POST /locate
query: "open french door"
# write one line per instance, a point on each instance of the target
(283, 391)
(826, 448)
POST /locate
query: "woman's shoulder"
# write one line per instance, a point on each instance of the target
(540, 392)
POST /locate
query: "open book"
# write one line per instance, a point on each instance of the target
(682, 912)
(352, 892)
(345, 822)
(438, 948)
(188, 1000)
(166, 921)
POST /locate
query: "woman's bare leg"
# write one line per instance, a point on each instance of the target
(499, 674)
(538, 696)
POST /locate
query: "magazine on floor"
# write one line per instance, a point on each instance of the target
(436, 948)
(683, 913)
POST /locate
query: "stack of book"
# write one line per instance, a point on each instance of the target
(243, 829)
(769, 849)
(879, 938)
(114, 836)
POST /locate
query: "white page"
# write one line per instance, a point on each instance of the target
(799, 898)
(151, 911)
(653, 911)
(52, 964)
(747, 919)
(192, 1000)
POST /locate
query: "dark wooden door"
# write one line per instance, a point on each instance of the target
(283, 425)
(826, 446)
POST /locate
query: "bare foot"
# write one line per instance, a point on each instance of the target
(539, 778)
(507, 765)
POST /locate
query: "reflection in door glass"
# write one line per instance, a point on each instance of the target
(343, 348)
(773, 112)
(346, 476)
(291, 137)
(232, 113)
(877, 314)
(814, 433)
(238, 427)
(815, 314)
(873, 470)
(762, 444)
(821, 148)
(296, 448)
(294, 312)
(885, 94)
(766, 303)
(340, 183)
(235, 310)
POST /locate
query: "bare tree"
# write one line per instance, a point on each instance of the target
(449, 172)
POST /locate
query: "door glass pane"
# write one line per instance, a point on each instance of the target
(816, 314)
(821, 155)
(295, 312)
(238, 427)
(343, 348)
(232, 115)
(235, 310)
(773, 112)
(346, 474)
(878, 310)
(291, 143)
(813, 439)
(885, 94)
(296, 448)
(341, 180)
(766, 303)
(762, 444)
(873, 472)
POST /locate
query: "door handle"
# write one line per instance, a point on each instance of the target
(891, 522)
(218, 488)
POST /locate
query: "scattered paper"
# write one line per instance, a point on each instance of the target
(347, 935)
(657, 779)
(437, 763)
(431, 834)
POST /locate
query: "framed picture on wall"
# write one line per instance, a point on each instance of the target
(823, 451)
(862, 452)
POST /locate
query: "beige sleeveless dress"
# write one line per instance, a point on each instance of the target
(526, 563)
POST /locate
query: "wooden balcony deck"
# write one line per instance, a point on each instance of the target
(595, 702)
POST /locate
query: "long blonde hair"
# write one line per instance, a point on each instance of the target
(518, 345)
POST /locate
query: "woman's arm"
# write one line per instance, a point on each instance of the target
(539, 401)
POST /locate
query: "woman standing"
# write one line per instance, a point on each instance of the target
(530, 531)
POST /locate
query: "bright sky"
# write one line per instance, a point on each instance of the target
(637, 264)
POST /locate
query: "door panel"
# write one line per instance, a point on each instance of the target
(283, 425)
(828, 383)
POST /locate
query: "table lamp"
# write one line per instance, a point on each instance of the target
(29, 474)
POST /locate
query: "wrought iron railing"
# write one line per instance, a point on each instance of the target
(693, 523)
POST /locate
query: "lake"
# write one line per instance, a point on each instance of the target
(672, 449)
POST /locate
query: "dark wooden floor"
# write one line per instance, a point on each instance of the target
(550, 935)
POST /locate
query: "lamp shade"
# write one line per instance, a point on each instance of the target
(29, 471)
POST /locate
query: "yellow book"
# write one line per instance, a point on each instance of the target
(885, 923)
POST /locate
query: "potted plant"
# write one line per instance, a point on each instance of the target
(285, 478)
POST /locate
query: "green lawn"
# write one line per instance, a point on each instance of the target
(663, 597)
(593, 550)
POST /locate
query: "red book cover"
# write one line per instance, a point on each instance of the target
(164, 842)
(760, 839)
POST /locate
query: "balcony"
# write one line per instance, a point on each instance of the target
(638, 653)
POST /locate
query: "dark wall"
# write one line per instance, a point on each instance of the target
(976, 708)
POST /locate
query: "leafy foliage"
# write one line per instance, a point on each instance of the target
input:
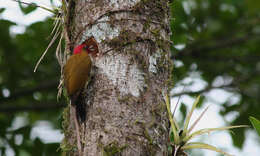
(220, 40)
(23, 90)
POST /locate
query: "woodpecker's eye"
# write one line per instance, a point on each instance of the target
(85, 47)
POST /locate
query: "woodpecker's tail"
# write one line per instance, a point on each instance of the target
(77, 101)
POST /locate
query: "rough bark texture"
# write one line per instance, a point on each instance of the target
(126, 114)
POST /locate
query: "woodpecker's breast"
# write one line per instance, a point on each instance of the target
(76, 72)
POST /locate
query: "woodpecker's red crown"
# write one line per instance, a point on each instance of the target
(90, 46)
(78, 49)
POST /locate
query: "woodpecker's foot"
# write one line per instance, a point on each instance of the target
(77, 131)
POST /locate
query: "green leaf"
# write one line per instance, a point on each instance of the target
(27, 9)
(2, 10)
(255, 123)
(196, 145)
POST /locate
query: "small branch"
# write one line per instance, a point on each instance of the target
(40, 107)
(26, 92)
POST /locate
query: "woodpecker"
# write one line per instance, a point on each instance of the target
(76, 73)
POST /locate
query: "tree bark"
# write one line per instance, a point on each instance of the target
(126, 113)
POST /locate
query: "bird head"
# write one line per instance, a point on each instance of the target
(90, 46)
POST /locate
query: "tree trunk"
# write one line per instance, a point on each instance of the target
(126, 113)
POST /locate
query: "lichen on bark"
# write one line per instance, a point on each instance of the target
(125, 112)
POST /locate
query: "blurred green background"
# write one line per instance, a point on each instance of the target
(215, 41)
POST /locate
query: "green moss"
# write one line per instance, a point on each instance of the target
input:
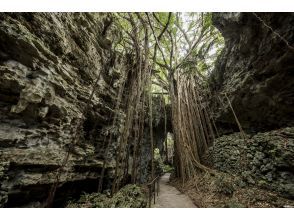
(130, 196)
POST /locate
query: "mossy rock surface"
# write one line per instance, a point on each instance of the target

▶ [Task brief]
Rewrite everything from the start of the items down to the line containing "(192, 1000)", replacing each "query" with "prompt" and keeping everything else the same.

▶ [Full output]
POST /locate
prompt: "open french door"
# write one line per instance, a point on each instance of the target
(283, 391)
(826, 448)
POST /locate
prompt: "woman's shoulder"
# write one line per instance, a point on each instance of the target
(540, 392)
POST /locate
prompt: "open book"
# write one line per instance, a point on each instance of the target
(682, 912)
(352, 892)
(345, 822)
(438, 948)
(188, 1000)
(166, 921)
POST /locate
prompt: "woman's bare leg"
# write one line per instance, a point on each instance of the target
(499, 674)
(538, 696)
POST /locate
prompt: "magazine on floor"
# write one line per instance, a point on each instance of the target
(436, 948)
(683, 913)
POST /locate
prompt: "stack of book"
# write one line per instance, a point on each instance of the target
(243, 829)
(769, 849)
(879, 938)
(114, 836)
POST /locate
prompt: "white page"
# write one line per instance, a point on each instance of the target
(799, 898)
(151, 911)
(653, 911)
(52, 964)
(747, 919)
(192, 1000)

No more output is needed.